George’s own perspective remains largely unknown throughout the narrative as he awaits trial in prison, glimpsed only briefly through occasional visits. He is a blank screen upon which characters hurl feelings and agendas. The black hole of his character is a moral choice on Whittall’s part—like his family, we will never know if he is guilty.
The Best Kind of People’s fully fleshed-out characters, intuitively detailed environments and patiently wrought domestic portraits are in keeping with Whittall’s lauded style. As explosive as its starting point is, the novel dwells in the minutiae of the everyday and its unseen emotional valences—grocery lists, laundry, morning rituals. Some of its most poignant yet fraught moments come when Joan attends a support group for women with partners in prison. Whittall captures her complicated perspective:
She felt simultaneously grateful that these other women existed and totally judgmental of them. … She hated the women in the group when they talked slowly, or mispronounced words, or cried, or expressed shame for staying with their husbands. She hated them because she could relate to them, and that meant she didn’t know who she was becoming, who she had been, who she was supposed to be.
In the midst of all the drama, a local novelist exploits the family’s story for his own Jonathan Franzen-esque aspirations. His inclusion is a self-aware gesture that calls attention to the literary tradition of the Great American Novel, which deploys feminine experiences while seldom including those voices in its canon. Whittall slyly announces her own take on the form. Queer, femme and Canadian, she is surely an outlier of the American literary establishment. But she initiates a dialogue with it by veering away from George’s perspective and centering the experiences of the women, girls and queer folks. Even though Andrew, Sadie and Joan are tasked with supporting George, and have only positive memories of him, Whittall shows the varying degrees to which people on either side of a scandal can be enmeshed in rape culture, confronting it or constantly abiding it.
The Best Kind of People does not merely speak to its time: it grapples with some of the issues surrounding rape culture at their most intimate and urgent. This is not a story of triumph over trauma; it is about how we live with trauma daily. Whittall knows that these are familiar stories that are just beginning to be told.
As they come out, it becomes possible for more survivors to come forward. But the revelations summon complex and deeply conflicted responses. We have been trained to think of abusers as one-dimensional monsters, and to sweep abuse under the rug. Clearly, these approaches are failing us. Abusers are not always obviously shady villains—sometimes they are charismatic people we love and respect. While I was reading The Best Kind of People for this review, someone I once dated was accused of assaulting dozens of women and underage girls, of using his status as a lead singer in a famous hardcore band, and the cloak of his progressive politics, to prey on fans. As our culture begins to broach actual conversations about rape, we are going to have our beliefs challenged not only in the abstract, but in very real ways. This is why The Best Kind of People is Whittall’s bravest, finest hour: she articulates all of this grief and the grey aura it radiates. The novel may not resolve the grief of trauma, but it is one of the few narratives I have encountered that truly holds it.

TASK: Please sum up the review of The Best Kind of People in two sentences.

EXCERPTED RECORDS:
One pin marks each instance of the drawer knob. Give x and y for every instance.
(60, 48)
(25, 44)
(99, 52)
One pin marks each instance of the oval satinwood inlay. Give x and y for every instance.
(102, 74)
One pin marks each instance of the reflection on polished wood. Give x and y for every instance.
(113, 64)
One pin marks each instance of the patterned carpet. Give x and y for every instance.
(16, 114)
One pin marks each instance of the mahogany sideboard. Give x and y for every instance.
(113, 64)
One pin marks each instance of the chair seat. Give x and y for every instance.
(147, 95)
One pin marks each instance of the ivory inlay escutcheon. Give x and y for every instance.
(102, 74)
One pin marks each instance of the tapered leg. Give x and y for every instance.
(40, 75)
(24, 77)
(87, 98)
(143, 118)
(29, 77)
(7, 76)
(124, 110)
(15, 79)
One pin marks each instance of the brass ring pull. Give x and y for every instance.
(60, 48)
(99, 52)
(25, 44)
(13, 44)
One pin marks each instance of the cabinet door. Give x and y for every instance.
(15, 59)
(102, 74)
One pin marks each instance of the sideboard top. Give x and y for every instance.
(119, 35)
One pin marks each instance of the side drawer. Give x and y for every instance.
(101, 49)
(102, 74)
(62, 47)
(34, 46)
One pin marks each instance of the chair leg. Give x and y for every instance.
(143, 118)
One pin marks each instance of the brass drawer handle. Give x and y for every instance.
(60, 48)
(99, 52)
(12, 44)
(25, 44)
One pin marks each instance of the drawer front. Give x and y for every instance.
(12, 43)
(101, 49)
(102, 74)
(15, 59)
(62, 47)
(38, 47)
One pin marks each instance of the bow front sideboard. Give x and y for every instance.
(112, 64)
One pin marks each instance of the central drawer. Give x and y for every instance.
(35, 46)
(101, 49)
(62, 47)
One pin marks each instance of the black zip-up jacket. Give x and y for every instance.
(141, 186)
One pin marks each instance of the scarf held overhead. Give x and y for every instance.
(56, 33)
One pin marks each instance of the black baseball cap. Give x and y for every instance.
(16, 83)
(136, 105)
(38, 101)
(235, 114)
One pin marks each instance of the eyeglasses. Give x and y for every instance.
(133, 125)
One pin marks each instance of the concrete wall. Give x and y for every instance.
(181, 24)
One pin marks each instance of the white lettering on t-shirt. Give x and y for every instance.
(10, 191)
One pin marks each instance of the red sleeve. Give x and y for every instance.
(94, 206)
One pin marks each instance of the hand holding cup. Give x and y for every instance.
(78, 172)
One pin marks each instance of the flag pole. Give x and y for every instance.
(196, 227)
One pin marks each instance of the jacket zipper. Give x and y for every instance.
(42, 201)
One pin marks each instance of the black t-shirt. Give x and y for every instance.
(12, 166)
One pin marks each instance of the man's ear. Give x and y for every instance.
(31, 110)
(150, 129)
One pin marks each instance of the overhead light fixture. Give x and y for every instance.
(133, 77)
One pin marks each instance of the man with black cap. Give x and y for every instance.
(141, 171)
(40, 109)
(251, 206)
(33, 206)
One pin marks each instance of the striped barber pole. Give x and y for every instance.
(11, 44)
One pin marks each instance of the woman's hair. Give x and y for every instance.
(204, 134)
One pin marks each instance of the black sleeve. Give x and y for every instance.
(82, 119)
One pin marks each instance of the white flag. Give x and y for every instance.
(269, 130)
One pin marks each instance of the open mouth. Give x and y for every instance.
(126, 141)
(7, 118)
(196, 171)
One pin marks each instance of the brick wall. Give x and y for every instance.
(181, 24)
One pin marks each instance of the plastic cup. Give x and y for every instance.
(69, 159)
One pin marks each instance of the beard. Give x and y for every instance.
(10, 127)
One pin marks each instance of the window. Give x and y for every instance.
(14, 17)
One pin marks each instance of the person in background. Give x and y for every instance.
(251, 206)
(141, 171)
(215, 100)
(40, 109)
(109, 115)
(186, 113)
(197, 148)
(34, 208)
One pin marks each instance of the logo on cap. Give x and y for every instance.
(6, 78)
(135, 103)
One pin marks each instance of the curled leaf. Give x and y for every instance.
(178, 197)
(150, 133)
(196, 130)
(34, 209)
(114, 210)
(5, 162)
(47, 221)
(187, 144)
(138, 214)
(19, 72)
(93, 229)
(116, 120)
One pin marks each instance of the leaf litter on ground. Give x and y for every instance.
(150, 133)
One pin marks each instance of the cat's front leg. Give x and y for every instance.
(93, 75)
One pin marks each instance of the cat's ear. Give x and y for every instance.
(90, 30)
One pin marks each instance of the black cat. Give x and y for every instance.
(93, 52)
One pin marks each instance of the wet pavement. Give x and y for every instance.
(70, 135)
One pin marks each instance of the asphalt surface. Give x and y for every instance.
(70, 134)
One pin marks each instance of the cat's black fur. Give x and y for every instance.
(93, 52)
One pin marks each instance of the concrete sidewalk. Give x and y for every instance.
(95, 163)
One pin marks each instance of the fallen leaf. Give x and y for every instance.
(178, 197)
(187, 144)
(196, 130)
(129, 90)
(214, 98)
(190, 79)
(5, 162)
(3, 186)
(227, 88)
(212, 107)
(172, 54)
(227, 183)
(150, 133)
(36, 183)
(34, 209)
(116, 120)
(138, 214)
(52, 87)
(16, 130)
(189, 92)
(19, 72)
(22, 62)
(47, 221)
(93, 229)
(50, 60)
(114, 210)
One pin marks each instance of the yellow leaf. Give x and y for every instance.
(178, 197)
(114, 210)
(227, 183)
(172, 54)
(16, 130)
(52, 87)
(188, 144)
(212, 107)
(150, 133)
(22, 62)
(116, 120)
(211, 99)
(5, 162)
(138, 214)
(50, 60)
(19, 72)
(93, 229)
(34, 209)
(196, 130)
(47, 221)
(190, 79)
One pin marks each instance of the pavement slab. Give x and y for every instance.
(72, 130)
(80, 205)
...
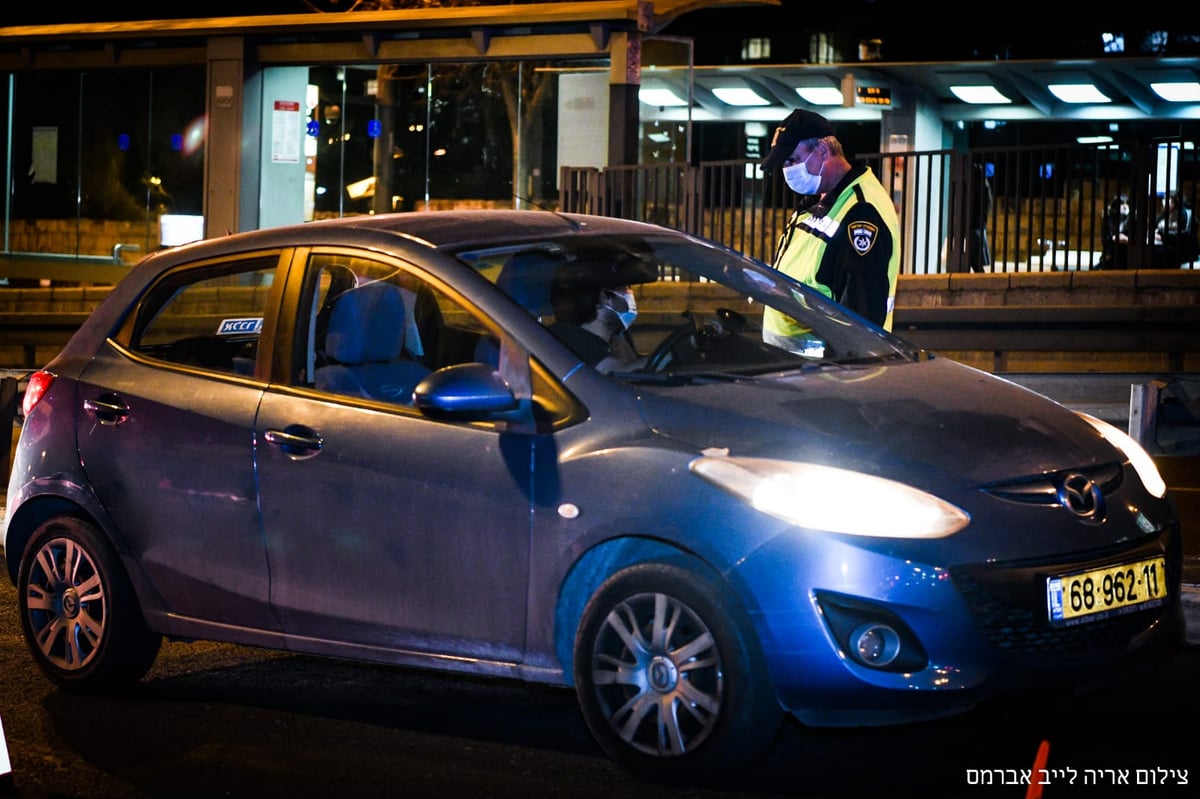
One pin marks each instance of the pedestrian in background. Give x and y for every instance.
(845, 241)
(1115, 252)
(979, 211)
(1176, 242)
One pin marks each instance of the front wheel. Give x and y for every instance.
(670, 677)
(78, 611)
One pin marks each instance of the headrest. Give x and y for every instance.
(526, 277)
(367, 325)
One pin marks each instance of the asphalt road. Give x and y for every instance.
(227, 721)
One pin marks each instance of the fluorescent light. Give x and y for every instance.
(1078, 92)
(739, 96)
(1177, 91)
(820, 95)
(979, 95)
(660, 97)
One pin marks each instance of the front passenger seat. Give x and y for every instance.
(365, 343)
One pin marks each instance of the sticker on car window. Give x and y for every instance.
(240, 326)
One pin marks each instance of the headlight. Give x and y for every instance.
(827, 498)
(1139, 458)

REPLY TO THE TASK: Whittall's novel The Best Kind of People leaves George, who awaits trial in prison, largely unknown and instead centers the experiences of the women, girls and queer folks around him, dwelling on the minutiae of everyday life. The review argues that the novel grapples intimately with rape culture and with how people live with trauma daily, holding its grief without resolving it, which makes it Whittall's bravest, finest hour.